Using the data below, return every line that holds the word "firefighter".

[Records drawn from a dataset]
****************************************
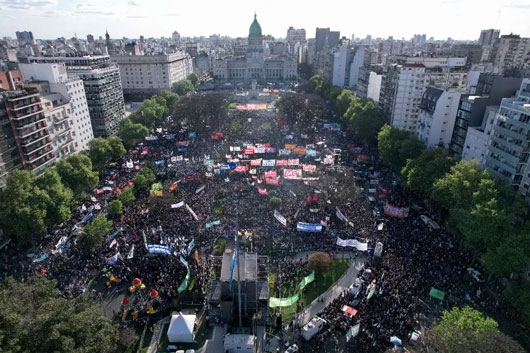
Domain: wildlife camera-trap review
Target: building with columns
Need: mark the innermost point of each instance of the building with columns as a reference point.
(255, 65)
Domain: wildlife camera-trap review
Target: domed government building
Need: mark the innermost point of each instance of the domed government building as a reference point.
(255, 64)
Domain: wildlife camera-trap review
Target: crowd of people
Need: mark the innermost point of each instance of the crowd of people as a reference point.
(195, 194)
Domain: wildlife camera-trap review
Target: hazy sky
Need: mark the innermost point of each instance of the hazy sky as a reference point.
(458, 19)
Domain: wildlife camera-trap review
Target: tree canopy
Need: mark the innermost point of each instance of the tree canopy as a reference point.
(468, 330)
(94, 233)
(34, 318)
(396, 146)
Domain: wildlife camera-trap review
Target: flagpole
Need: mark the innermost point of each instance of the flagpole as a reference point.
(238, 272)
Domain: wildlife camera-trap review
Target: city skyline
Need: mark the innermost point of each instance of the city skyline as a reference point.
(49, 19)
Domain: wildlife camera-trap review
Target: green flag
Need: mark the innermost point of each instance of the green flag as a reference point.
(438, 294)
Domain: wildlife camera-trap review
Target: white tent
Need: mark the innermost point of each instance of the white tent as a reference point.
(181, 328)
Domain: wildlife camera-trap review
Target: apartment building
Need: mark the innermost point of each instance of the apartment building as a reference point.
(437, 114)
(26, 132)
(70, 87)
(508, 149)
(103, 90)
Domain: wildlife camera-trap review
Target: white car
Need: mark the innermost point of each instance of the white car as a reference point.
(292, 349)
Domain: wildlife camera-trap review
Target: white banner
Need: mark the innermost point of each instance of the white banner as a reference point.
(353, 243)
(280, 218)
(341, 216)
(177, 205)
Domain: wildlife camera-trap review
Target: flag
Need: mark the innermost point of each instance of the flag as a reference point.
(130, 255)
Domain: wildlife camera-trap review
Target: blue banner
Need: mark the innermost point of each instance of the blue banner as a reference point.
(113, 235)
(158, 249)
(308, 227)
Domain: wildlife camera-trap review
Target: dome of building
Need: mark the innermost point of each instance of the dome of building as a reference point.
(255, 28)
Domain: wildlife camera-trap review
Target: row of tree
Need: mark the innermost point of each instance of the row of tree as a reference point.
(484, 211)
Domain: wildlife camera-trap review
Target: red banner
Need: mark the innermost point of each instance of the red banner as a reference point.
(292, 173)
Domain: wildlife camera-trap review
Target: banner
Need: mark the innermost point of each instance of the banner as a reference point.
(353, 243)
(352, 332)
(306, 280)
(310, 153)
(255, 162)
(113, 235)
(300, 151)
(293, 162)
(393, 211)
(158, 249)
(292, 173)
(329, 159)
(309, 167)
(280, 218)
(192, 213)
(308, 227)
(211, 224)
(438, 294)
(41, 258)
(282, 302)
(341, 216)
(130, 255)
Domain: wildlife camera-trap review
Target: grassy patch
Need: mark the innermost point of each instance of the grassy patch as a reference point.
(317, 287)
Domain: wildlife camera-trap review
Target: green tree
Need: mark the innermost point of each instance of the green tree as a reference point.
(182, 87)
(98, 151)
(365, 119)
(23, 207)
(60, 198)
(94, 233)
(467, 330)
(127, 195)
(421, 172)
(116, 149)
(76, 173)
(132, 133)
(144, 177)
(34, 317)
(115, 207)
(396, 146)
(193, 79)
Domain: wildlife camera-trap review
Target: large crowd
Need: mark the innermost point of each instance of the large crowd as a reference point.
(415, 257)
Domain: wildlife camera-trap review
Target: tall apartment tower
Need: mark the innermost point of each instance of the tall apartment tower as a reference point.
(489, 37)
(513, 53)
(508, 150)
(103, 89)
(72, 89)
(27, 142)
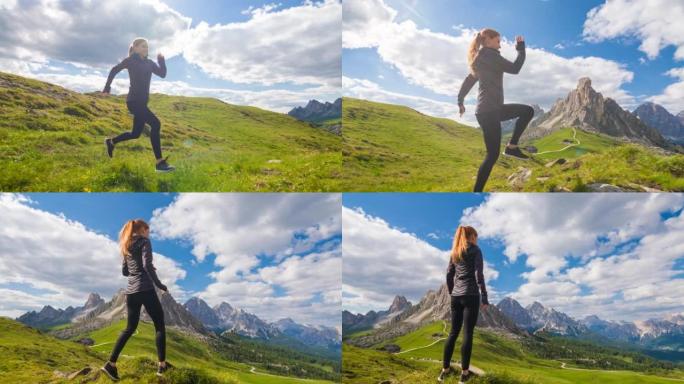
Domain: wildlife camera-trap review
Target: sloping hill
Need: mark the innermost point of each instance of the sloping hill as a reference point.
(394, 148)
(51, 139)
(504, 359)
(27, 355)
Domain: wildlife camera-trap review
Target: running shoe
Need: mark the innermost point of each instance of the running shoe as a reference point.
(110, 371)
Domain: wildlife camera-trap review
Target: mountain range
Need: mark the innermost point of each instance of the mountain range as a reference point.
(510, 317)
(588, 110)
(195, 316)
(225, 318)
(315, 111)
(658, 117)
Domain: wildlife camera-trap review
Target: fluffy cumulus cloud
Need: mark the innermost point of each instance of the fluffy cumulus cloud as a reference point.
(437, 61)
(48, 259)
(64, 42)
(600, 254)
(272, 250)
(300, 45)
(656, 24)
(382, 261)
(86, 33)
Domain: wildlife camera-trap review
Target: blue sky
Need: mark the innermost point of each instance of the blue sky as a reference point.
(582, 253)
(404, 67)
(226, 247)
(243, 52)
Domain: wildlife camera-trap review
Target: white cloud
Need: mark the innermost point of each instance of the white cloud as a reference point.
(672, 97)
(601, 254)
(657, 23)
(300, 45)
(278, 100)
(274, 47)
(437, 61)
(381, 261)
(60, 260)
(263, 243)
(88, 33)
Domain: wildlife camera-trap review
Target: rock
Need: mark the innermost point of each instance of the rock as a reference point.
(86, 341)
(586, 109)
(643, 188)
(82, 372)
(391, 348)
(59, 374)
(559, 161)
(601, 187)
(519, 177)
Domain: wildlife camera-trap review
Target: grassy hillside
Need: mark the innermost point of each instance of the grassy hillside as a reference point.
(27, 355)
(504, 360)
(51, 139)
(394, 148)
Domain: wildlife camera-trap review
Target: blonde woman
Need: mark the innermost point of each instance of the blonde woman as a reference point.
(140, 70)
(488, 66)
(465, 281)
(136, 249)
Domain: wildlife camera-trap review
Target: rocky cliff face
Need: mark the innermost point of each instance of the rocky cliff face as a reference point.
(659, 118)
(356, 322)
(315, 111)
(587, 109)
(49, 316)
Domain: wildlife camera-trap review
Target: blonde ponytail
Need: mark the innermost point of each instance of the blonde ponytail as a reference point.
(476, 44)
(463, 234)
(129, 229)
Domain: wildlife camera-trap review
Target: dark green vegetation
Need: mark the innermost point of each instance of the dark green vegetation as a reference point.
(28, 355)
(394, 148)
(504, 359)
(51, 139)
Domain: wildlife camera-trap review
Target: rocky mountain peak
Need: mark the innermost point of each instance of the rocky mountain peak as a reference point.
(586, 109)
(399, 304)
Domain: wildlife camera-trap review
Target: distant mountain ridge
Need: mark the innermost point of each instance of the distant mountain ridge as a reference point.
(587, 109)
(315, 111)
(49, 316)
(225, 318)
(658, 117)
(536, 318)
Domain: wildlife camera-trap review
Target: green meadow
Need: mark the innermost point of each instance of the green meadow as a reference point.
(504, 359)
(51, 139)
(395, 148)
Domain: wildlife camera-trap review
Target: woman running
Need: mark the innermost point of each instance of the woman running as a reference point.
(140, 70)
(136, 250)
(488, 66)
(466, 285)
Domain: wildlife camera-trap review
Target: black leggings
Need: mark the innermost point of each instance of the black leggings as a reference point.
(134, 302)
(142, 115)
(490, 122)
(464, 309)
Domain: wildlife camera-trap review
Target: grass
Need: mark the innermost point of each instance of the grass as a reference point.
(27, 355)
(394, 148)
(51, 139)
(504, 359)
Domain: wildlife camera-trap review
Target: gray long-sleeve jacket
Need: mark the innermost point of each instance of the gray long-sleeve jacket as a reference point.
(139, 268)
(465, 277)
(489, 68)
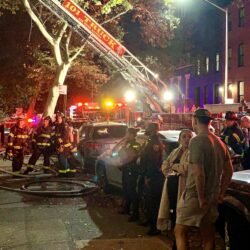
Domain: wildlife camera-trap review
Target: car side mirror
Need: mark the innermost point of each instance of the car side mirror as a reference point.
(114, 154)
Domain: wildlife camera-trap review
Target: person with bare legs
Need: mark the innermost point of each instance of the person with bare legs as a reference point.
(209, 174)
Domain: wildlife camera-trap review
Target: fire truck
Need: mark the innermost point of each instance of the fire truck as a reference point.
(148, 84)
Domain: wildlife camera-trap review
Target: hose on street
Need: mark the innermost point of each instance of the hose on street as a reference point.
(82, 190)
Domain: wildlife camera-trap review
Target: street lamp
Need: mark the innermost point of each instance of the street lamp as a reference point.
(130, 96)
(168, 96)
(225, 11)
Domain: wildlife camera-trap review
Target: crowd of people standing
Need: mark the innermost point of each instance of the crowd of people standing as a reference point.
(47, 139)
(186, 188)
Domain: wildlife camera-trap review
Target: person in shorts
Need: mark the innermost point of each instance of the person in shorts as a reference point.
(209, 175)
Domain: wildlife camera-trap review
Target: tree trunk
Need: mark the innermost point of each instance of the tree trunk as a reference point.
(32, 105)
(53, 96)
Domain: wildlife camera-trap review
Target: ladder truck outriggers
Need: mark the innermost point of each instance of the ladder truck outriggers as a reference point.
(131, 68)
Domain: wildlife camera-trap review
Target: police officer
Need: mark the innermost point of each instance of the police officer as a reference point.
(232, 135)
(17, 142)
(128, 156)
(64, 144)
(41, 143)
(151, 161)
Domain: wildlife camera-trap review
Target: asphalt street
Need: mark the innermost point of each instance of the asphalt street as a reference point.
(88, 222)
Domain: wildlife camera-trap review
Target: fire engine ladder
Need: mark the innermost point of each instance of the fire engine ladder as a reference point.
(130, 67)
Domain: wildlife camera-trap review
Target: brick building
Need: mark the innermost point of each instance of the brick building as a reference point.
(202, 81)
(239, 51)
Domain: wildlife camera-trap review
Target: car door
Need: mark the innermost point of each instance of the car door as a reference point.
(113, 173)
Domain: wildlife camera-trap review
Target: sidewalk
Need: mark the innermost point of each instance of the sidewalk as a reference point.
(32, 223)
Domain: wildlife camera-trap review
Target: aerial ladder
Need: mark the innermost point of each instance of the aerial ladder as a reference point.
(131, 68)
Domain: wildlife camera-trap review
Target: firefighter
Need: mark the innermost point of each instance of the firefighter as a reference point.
****************************************
> **Result of the task**
Target: firefighter
Need: mark the innermost point of each instance of the firefighter as a reference point.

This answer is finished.